_Given request_
Print the listing below line for line, with no changes.

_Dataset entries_
* * * *

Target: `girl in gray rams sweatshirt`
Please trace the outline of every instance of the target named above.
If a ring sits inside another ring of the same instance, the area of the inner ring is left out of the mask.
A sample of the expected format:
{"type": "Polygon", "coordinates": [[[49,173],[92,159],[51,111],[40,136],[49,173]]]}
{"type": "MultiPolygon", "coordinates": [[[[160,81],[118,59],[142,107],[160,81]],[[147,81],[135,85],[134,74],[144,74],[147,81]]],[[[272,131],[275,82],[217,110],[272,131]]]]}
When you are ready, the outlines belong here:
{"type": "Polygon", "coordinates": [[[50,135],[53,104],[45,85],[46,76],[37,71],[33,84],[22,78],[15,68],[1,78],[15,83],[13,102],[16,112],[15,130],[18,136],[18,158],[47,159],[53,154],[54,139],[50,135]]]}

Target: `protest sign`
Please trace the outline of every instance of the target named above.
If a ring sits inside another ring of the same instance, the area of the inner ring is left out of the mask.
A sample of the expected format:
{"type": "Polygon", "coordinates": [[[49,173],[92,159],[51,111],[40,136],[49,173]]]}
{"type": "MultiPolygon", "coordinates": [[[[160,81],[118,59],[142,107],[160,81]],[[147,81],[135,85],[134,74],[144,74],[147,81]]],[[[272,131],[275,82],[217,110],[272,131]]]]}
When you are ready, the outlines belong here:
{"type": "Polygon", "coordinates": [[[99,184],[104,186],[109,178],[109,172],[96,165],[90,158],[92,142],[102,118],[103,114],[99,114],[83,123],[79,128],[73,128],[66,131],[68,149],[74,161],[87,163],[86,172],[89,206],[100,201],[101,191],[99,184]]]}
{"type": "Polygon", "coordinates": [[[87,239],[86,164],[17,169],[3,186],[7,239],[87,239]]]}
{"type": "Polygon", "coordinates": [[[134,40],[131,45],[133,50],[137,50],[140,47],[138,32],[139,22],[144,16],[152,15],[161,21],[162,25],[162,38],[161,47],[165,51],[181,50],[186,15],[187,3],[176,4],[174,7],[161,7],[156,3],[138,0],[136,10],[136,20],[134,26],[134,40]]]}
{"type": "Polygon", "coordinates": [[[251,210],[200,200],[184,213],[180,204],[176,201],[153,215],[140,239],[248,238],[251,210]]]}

* * * *

_Written response_
Target: `girl in gray rams sweatshirt`
Please trace the outline of every instance of the target named above.
If a ring sits inside another ring of the same instance, the area of the inner ring is left out of the mask.
A sample of the expected format:
{"type": "Polygon", "coordinates": [[[49,173],[92,159],[51,111],[40,136],[49,173]]]}
{"type": "MultiPolygon", "coordinates": [[[[160,81],[118,59],[142,107],[160,81]],[[147,81],[135,85],[134,74],[144,74],[147,81]]],[[[272,131],[275,82],[217,110],[272,131]]]]}
When you are ready, the outlines belong here:
{"type": "Polygon", "coordinates": [[[50,135],[53,104],[45,85],[46,76],[37,71],[33,84],[22,78],[15,68],[1,78],[15,83],[13,102],[16,112],[15,130],[18,136],[18,158],[47,159],[53,154],[54,139],[50,135]]]}

Target: `protest sign`
Please trace the outline of every instance of the target named above.
If a ring sits inside another ring of the same instance, the area of the inner ring is left out of the mask.
A sample of the expected format:
{"type": "Polygon", "coordinates": [[[49,173],[92,159],[51,111],[40,136],[49,173]]]}
{"type": "MultiPolygon", "coordinates": [[[[160,81],[118,59],[142,107],[160,81]],[[147,81],[135,85],[134,74],[144,74],[147,81]]],[[[272,131],[275,82],[217,110],[272,131]]]]}
When you are ready, the outlines belong here:
{"type": "Polygon", "coordinates": [[[99,184],[104,186],[109,178],[109,172],[96,165],[90,158],[92,142],[102,118],[103,114],[99,114],[83,123],[79,128],[73,128],[66,131],[68,149],[74,161],[87,163],[86,172],[89,206],[100,201],[101,191],[99,184]]]}
{"type": "Polygon", "coordinates": [[[87,239],[86,164],[17,169],[3,186],[7,239],[87,239]]]}
{"type": "Polygon", "coordinates": [[[134,40],[131,45],[133,50],[137,50],[140,47],[138,32],[139,22],[144,16],[152,15],[161,21],[162,25],[162,38],[161,47],[165,51],[181,50],[186,15],[187,3],[176,4],[174,7],[161,7],[156,3],[138,0],[136,10],[136,20],[134,26],[134,40]]]}
{"type": "Polygon", "coordinates": [[[251,210],[200,200],[184,213],[180,204],[176,201],[153,215],[140,239],[248,238],[251,210]]]}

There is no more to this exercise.